(Beginning of SOURCE INFORMATION)
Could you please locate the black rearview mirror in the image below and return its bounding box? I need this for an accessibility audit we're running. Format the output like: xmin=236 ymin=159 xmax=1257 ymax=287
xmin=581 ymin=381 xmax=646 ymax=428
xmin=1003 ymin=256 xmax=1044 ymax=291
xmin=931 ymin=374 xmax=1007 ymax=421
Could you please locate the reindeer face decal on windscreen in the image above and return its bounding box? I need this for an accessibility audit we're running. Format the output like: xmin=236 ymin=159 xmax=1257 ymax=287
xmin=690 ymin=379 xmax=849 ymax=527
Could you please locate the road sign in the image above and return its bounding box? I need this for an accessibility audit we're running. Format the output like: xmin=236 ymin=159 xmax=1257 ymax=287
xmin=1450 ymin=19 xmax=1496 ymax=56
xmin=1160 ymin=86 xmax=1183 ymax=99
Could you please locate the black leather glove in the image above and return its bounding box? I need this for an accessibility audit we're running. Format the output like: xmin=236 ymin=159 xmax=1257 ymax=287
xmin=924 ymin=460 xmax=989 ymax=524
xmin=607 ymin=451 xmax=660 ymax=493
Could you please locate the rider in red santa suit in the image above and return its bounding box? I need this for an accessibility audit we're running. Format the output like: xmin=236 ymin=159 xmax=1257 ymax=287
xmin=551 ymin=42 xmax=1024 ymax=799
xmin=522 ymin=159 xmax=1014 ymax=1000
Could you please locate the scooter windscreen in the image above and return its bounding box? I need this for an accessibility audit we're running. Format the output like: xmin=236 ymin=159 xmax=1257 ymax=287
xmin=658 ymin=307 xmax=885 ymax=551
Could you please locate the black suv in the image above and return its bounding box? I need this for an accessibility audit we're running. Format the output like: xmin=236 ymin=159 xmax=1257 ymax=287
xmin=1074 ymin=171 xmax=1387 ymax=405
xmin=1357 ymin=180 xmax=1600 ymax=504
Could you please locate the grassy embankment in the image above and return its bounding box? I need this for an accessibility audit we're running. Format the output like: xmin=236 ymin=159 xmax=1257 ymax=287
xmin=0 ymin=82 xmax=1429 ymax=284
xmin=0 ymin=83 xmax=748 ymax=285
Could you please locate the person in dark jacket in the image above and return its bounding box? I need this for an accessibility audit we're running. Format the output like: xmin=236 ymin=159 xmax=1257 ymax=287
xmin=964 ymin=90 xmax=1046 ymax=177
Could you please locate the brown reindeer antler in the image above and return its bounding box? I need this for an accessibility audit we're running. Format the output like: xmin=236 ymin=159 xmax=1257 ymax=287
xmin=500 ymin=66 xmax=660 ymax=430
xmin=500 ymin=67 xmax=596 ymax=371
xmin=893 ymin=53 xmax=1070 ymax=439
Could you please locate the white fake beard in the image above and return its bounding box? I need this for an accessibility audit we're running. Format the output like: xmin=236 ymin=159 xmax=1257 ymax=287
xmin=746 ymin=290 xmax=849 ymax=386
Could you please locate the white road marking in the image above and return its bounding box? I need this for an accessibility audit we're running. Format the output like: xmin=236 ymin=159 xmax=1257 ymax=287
(End of SOURCE INFORMATION)
Having read the entries, output all of them verbatim.

> [ANSWER BOX]
Could you please locate the black rearview mirror in the image below and return its bounding box? I need this for an accessibility audit we're running. Format the output like: xmin=236 ymin=159 xmax=1257 ymax=287
xmin=581 ymin=381 xmax=646 ymax=428
xmin=1003 ymin=256 xmax=1044 ymax=291
xmin=931 ymin=374 xmax=1007 ymax=421
Could you please locate the reindeer face decal on windscreen in the image above and return its bounding box? I need this for an accessibility audit we're running. Format the output like: xmin=236 ymin=159 xmax=1257 ymax=287
xmin=690 ymin=379 xmax=849 ymax=527
Could you please locate the road sign in the image above and return its bounding box? I need this for an accessibility audit we're running. Format the output like: xmin=236 ymin=159 xmax=1257 ymax=287
xmin=1450 ymin=19 xmax=1496 ymax=56
xmin=1160 ymin=86 xmax=1183 ymax=99
Could you please locate the black leather glove in the image above and return its bounding box? I need this for an accessibility audit we're running. Format the output like: xmin=236 ymin=159 xmax=1257 ymax=287
xmin=924 ymin=460 xmax=989 ymax=524
xmin=607 ymin=451 xmax=660 ymax=493
Could you please locate the rider in red santa suit in the image above and return its bounding box? I need this for an accessibility audit we're running. Format the output like: xmin=236 ymin=159 xmax=1257 ymax=287
xmin=551 ymin=42 xmax=1024 ymax=799
xmin=522 ymin=159 xmax=1014 ymax=1000
Could you please locate the scooter windscreen in the image above and return its bounding box? I need this for an accessibility audit we're running. Format the output like: xmin=236 ymin=159 xmax=1257 ymax=287
xmin=658 ymin=307 xmax=885 ymax=551
Could you please locate the black suv in the image above and return its bounding box? I need this for an accessibility audit we're running. Format the output like: xmin=236 ymin=159 xmax=1257 ymax=287
xmin=1074 ymin=171 xmax=1387 ymax=405
xmin=1357 ymin=180 xmax=1600 ymax=504
Could you please locate the grassy embankment in the image above and return its bounding box? I need this for an accessibility audit we're running. Format the output like: xmin=236 ymin=159 xmax=1257 ymax=287
xmin=0 ymin=82 xmax=1429 ymax=284
xmin=0 ymin=83 xmax=748 ymax=285
Could you please locate the person in dark jacket in the image above and return its bounding box? I need this for an accessibility audit we're running. Format the output like: xmin=236 ymin=159 xmax=1257 ymax=287
xmin=964 ymin=90 xmax=1046 ymax=177
Could you please locate the brown reindeer antler in the image above and return its bounding box? I need this for an accessibility audit we're running. Format the output like: xmin=236 ymin=159 xmax=1257 ymax=287
xmin=500 ymin=66 xmax=660 ymax=430
xmin=500 ymin=67 xmax=596 ymax=371
xmin=893 ymin=53 xmax=1070 ymax=439
Could you please locate the white fake beard in the image above and return its bounding box? I need this for an accessibility audit we're running. Format the output like: xmin=236 ymin=159 xmax=1257 ymax=287
xmin=746 ymin=290 xmax=849 ymax=386
Could you please locate the white road marking in the image above and return its bounding box? I need this for an accessibility audit we're running. Format the output like: xmin=236 ymin=159 xmax=1257 ymax=287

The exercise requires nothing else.